Excerpts of pointing data
----

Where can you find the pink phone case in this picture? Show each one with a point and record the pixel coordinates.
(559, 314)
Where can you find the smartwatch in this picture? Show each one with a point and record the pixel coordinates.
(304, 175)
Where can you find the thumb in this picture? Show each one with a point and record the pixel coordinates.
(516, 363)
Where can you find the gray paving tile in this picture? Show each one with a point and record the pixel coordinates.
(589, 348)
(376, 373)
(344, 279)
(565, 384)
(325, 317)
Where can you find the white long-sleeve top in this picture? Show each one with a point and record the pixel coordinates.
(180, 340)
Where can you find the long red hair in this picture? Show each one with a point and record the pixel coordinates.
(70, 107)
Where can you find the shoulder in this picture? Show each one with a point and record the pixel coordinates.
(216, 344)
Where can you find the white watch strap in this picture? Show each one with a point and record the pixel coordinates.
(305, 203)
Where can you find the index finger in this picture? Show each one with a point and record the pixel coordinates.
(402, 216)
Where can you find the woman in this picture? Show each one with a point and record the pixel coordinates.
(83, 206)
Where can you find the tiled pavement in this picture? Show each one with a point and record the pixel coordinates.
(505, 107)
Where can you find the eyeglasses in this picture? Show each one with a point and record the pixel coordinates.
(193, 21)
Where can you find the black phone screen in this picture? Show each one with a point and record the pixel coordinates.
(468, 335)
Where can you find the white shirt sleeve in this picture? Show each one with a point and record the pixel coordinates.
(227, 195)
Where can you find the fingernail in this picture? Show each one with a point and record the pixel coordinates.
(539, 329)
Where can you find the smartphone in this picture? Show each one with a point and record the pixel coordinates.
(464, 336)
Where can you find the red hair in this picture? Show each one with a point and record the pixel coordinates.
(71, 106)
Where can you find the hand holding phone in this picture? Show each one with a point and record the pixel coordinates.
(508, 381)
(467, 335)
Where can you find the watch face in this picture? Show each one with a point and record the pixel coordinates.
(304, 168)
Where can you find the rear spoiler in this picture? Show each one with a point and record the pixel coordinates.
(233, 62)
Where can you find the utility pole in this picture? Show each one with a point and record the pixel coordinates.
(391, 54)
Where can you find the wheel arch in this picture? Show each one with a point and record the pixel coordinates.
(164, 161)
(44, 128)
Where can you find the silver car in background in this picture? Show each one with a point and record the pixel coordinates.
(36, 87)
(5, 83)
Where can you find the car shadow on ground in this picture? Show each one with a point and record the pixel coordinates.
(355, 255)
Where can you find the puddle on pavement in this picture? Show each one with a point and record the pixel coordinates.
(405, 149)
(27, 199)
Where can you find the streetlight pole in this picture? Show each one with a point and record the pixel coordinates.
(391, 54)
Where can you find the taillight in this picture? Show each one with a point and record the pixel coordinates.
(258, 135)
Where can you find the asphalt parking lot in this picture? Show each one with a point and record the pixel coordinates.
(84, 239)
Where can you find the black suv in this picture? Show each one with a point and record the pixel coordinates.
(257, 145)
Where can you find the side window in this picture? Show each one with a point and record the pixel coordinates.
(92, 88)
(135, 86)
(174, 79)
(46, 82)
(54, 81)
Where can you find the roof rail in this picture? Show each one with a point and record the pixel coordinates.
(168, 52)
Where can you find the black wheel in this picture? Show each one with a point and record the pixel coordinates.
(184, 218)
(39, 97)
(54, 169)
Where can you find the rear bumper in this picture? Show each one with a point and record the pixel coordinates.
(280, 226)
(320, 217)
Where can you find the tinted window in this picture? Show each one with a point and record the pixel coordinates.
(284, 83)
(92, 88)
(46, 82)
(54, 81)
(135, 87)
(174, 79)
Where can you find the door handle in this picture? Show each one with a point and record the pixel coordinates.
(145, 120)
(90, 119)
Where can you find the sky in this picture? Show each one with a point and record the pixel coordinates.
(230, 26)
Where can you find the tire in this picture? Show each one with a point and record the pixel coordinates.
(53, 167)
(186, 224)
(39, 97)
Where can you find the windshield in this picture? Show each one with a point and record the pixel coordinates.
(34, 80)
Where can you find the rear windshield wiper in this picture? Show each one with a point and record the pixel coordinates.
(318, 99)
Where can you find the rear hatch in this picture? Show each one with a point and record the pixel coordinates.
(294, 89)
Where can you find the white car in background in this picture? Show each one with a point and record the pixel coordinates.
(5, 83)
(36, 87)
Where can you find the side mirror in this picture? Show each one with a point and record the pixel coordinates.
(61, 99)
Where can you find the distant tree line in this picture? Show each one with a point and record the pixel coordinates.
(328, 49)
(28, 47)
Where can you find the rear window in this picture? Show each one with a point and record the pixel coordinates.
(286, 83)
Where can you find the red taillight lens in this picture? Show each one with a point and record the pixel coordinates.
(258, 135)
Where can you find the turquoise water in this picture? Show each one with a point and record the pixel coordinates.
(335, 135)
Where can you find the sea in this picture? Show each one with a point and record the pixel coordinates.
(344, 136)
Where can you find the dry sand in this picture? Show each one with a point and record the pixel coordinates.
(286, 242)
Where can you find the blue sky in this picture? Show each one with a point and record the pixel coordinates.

----

» **Objective**
Can you write out again every line from the one containing "Where can you find the red taillight" through the end of the data, keeping the requests, and offset each coordinate in the answers by adding 88?

» **Solution to this task**
Where can you find the red taillight lens in this picture? Show each one with a point and record the pixel coordinates.
(346, 223)
Where can you find the turquoise water in this picture? Show each one with a point and record the pixel coordinates.
(423, 223)
Where can you find the sea in this picture? Show each one with a point and record the pixel coordinates.
(432, 224)
Where can you find the dry sand in this picture? Show each one with a point and record the pixel coordinates.
(374, 330)
Where can you find the blue sky in this picture? Show each one with a point and record the pixel coordinates.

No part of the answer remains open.